## Start

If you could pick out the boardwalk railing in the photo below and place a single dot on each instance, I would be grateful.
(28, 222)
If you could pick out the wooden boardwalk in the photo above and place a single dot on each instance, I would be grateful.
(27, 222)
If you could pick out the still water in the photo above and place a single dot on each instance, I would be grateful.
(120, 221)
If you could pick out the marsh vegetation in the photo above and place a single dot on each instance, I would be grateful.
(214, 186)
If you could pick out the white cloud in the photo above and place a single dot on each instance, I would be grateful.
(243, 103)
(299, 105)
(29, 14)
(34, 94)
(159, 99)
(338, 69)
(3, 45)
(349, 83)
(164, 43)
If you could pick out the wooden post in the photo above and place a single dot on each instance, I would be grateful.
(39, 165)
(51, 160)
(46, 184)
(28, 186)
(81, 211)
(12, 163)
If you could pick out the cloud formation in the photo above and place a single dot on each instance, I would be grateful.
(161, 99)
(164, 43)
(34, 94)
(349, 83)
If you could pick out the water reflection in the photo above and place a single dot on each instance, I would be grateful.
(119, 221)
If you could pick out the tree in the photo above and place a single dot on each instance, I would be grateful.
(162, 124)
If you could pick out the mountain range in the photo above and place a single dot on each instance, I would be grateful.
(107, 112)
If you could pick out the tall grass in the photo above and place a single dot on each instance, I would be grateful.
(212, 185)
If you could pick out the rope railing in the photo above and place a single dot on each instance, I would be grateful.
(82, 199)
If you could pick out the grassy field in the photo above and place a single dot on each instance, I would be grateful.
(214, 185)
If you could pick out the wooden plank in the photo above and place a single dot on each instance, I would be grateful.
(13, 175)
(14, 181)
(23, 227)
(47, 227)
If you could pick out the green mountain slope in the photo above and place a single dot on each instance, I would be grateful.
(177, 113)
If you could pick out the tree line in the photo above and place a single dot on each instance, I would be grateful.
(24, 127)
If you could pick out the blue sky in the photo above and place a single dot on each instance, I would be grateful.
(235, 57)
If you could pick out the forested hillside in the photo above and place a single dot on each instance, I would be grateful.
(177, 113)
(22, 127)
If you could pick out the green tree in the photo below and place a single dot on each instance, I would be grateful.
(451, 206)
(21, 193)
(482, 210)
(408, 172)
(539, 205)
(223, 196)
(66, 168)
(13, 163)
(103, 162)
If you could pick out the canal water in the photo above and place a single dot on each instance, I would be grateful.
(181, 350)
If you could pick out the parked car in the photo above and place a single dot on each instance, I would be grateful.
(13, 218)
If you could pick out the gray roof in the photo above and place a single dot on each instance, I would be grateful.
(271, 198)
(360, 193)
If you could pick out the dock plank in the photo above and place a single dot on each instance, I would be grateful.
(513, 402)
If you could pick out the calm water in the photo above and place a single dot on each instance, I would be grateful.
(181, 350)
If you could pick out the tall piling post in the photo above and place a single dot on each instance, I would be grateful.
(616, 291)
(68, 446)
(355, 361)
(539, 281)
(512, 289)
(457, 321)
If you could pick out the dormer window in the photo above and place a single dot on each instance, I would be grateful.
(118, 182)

## End

Set down the listing above again, word for word and line for line.

If you could pick out the boardwalk railing in the photo below and place a single dot on each instance, I would be grateful.
(28, 222)
If you could pick out the wooden boardwalk in the photo above and place a single dot on each instance, I would be grateful.
(27, 222)
If you could pick out the still water in the photo above and place a single dot on each instance, I would be grateful.
(120, 221)
If you could pick out the marsh vegetation in the photo above and place a single dot on each instance, I would be grateful.
(214, 186)
If you could pick out the white cloud in the photo above and place a single dot on each instance, I would be grateful.
(243, 103)
(299, 105)
(29, 14)
(34, 94)
(159, 99)
(338, 69)
(3, 45)
(349, 83)
(164, 43)
If you could pick out the wooden post in the photo above and place a single dot on each instance, I would be grateful.
(39, 165)
(51, 160)
(46, 184)
(28, 186)
(81, 211)
(12, 163)
If you could pick out the cloud formation in the photo above and place a single dot on each instance, I would be grateful.
(161, 99)
(164, 43)
(34, 94)
(349, 83)
If you could pick out the water reflection in the photo above and place a single dot on each instance, I would be grateful.
(119, 221)
If you could pick out the tree in the photo above and place a single dot on each instance, I would be grateful.
(162, 124)
If you could pick out the mountain range in the photo above and place a single dot on each instance, I would be grateful.
(107, 112)
If you could pick out the tall grass in the photo above and place a single dot on each instance, I would be grateful.
(212, 185)
If you could pick out the rope railing in the photo above and place a single dot on each instance, I would be grateful.
(82, 199)
If you could pick out the grassy field in the photo above and place a single dot on each instance, I would be grateful.
(214, 185)
If you could pick out the wooden plank in the photo above and place a single dot on each instance, I would be grateful.
(13, 175)
(14, 181)
(23, 227)
(47, 227)
If you could pick out the green mountain slope in the photo above and place a single dot on each instance, I would be grateful.
(177, 113)
If you could pick out the tree line in the photo above and place a single dot on each instance, I would be grateful.
(24, 127)
If you could pick out the blue sky in the photo above and place a single dot on each instance, I would be grateful.
(235, 57)
If you could pick out the forested hillside in the photo above and place a single dot on each instance, I would be grateful.
(177, 113)
(22, 127)
If you could pick out the green tree in the photo below and place a single dot on each instance, I would be grateful.
(451, 206)
(21, 193)
(482, 210)
(408, 172)
(539, 205)
(223, 196)
(66, 168)
(13, 163)
(103, 162)
If you could pick out the canal water in the photo above and place a single dot on each instance, I would be grateful.
(181, 350)
If you could pick out the parked car in the photo above and place a single dot on each instance, I would be grateful.
(13, 218)
If you could pick out the gray roof in the photo above and place a single dot on each instance, I would be grateful.
(271, 198)
(360, 193)
If you could pick out the dock plank in the photo above and place a single dot on each instance, I would be grateful.
(513, 402)
If you could pick out the calm water in the photo above and place a single dot on each instance, I would be grateful.
(181, 350)
If you could pick out the tall piling post in the photo above and place a single dot on each instance, I would be grateful.
(616, 291)
(68, 446)
(355, 361)
(539, 281)
(512, 289)
(457, 321)
If you could pick out the dormer window in the photo above and place a single dot on each instance, I would be grateful.
(118, 182)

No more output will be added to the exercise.